Pemerintah Akui 60 Ribu Warga Mengungsi Akibat Konflik di Papua Tengah

6 hours ago 3

REPUBLIKA.CO.ID, JAKARTA — Pemerintah Indonesia mengakui adanya gelombang eksodus masyarakat biasa di sejumlah kabupaten di Papua Tengah. Menteri Hak Asasi Manusia (HAM) Natalius Pigai mengungkapkan, situasi keamanan yang belakangan memburuk di Kabupaten Intan Jaya, dan Puncak akibat kontak tembak antara pasukan Tentara Nasional Indonesia (TNI) dan kelompok separatis bersenjata Organisasi Papua Merdeka (OPM) memicu gelombang pengungsian sebanyak 60 ribu jiwa.

Natalius mendapatkan data dan informasi tersebut setelah ia melakukan rapat terbatas bersama otoritas pemerintahan daerah di seluruh Papua Tengah di Bali baru-baru ini. Dari rapat terbatas dengan gubernur Papua Tengah, Bupati Puncak, dan Intan Jaya, serta Dewan Perwakilan Rakyat Daerah (DPRD) Papua Tengah itu, kata Natalius tercatat puluhan ribu pengungsian itu menyelamatkan diri ke Nabire, dan Timika.

“Berdasarkan informasi yang diperoleh, saat ini terdapat 60 ribu warga masyarakat dari Intan Jaya, dan Puncak yang mengungsi ke daerah-daerah perkotaan seperti Nabire dan Timika,” ujar Natalius melalui siaran pers, Ahad (8/6/2025). Konflik bersenjata di wilayah tersebut, bukan cuma menyebabkan eksodus puluhan ribu masyarakat biasa, juga mencatatkan angka korban jiwa, luka-luka, dan yang hingga kini dinyatakan hilang. Namun Natalius dalam pernyataan tertulis tersebut tak merilis berapa angka korban jiwa, maupun luka-luka dan yang hilang.

Akan tetapi, Natalius mengaku, berdasarkan laporan dari otoritas pemerintahan daerah, dua kampung yang beberapa waktu lalu menjadi titik-titik tempur antara TNI dengan OPM sudah kosong dari populasi masyarakat biasa. “Ada dua distrik, yaitu di Sinak di Kabupaten Puncak, dan Distrik Hitadipa di Intan Jaya yang semua masyarakatnya mengungsi,” ujar Natalius. Dia meyakini eksodus tersebut lantaran ketakutan masyarakat, dan usaha masyarakat untuk keluar ke wilayah yang aman dari konflik bersenjata.

- [Tugas Tertulis A] Perbarui entri mulai dari baris yang memuat "For each instance of the reflection" sampai entri terakhir dengan mengganti "drop a single marker" menjadi "place one marker". Bagian lainnya tidak berubah.

- [Baris Data]
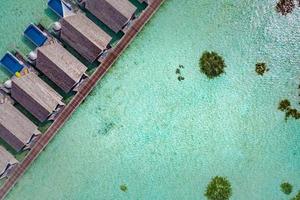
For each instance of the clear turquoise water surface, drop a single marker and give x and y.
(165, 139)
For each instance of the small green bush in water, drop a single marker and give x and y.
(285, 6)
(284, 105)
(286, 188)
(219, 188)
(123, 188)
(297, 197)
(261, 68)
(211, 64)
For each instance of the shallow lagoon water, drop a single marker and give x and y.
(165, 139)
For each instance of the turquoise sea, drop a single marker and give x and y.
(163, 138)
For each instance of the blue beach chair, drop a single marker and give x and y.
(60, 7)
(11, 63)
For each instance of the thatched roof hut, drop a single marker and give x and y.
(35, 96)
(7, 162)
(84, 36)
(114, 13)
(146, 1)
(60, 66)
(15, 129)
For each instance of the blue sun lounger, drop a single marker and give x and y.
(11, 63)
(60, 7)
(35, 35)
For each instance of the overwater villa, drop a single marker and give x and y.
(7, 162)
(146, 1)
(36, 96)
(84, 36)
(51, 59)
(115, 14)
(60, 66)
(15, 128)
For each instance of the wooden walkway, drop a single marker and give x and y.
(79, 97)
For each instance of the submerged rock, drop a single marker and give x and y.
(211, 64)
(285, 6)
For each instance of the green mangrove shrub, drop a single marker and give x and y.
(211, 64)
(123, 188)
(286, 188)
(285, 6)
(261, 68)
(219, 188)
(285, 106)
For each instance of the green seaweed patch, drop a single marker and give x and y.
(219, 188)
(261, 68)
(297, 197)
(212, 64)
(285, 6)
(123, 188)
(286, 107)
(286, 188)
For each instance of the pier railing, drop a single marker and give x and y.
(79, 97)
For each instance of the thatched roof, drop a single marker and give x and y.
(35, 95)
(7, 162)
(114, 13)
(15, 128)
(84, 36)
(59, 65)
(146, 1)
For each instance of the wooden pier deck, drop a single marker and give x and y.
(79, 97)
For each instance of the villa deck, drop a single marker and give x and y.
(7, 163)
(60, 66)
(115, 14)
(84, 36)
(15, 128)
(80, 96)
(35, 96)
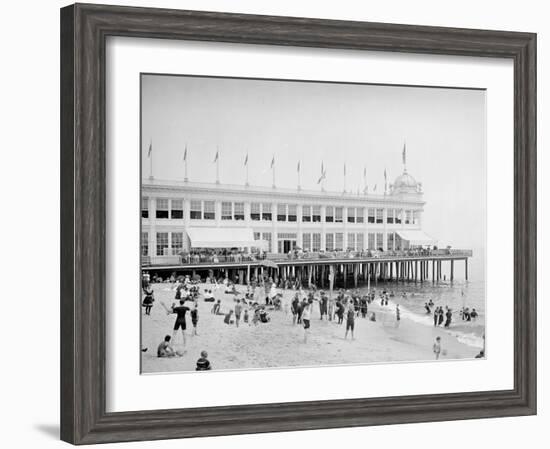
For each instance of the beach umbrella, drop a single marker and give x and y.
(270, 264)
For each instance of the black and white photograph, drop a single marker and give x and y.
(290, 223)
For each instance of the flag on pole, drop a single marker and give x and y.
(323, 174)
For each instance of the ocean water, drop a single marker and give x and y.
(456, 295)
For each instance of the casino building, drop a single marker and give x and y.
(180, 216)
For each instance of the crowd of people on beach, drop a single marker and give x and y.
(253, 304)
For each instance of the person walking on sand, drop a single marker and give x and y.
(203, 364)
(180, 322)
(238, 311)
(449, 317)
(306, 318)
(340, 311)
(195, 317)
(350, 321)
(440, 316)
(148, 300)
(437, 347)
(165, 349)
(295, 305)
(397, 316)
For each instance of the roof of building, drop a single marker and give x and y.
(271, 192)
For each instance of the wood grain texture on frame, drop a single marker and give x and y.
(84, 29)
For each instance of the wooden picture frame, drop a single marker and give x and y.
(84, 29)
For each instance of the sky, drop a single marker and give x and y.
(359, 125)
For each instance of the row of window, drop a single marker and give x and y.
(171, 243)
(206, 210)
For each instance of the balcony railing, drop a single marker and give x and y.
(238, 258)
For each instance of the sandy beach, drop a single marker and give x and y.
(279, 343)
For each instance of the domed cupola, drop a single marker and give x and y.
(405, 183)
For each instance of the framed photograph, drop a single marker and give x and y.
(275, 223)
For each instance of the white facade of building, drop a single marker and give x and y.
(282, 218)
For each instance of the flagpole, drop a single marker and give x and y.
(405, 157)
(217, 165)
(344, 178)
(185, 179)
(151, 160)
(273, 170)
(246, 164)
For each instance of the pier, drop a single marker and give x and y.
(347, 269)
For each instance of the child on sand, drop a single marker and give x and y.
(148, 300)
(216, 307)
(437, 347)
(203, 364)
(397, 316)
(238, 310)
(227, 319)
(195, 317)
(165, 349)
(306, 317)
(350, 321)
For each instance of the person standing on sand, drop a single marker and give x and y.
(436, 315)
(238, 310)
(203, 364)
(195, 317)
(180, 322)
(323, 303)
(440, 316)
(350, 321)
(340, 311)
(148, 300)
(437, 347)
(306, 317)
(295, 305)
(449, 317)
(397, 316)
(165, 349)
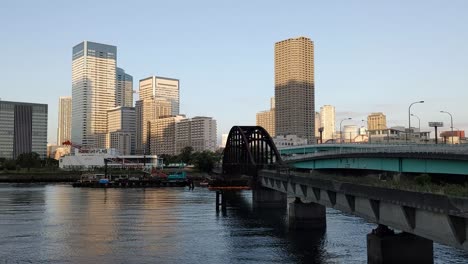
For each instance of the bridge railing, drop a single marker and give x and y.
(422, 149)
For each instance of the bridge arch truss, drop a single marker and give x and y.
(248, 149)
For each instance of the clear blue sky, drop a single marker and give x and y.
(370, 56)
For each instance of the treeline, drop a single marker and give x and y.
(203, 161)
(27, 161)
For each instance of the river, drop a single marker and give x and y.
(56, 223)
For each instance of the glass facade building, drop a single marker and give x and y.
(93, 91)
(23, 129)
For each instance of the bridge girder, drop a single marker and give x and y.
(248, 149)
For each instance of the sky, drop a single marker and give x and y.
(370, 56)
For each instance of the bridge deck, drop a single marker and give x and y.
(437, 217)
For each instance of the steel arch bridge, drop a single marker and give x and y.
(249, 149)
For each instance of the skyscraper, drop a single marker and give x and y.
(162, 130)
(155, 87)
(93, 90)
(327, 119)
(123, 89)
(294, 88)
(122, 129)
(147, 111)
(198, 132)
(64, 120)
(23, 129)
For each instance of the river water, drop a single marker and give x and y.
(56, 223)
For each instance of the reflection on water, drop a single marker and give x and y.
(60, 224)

- [Tugas Tertulis B] Tuliskan lanjutan berita tentang pengungsian warga di Papua Tengah setelah kalimat terakhirnya.

- [Hasil A]
For each instance of the reflection on water, place one marker and give x and y.
(60, 224)

- [Hasil B]
“Jadi dua distrik ini, sudah kosong sama sekali. Tidak ada masyarakatnya karena semua sudah mengungsi,” ujar dia. Dan terkait situasi-kondisi tersebut Natalius memastikan akan terus mendorong penyelesaian konflik melalui jalur-jalur nonsenjata. Natalius juga meminta agar otoritas pemerintah daerah menjadikan para pengungsi sebagai prioritas untuk penyelamatan dan pemulangan. 

“Kami juga tentu saja akan menjadi jembatan bagi kementerian-kementerian lain di pusat agar bersama-sama pemerintah daerah turun ke lokasi-lokasi pengungsian dalam rangka pemenuhan kebutuhannya, baik jangka pendek, menengah, maupun jangka panjang,” ujar Natalius. Persatuan Gereja Indonesia (PGI) pada akhir Mei 2025 lalu, pernah melaporkan kepada Republika, tentang sedikitnya 950 warga yang berada di Kampung Titigi, dan Hitadipa yang berbatasan dengan Intan Jaya-Puncak memilih untuk mengungsi menyusul kontak tembak TNI dengan Tentara Pembebasan Nasional Papua Barat (TPNPB)-OPM.

Dalam kontak tembak tersebut, versi TNI menewaskan sedikitnya 19 anggota kelompok separatis bersenjata OPM. Akan tetapi versi TPNPB yang merupakan sayap bersenjata OPM, kontak tembak yang terjadi sepanjang pertengahan Mei 2025 itu, cuma menewaskan tiga anggota kelompok tersebut. Sedangkan Kepala Biro PGI Papua Ronald Richard Tapilatu kepada Republika memastikan, yang tercatat meninggal dunia tersebut, tiga di antaranya adalah para warga biasa yang merupakan penginjil serta jemaat gereja setempat.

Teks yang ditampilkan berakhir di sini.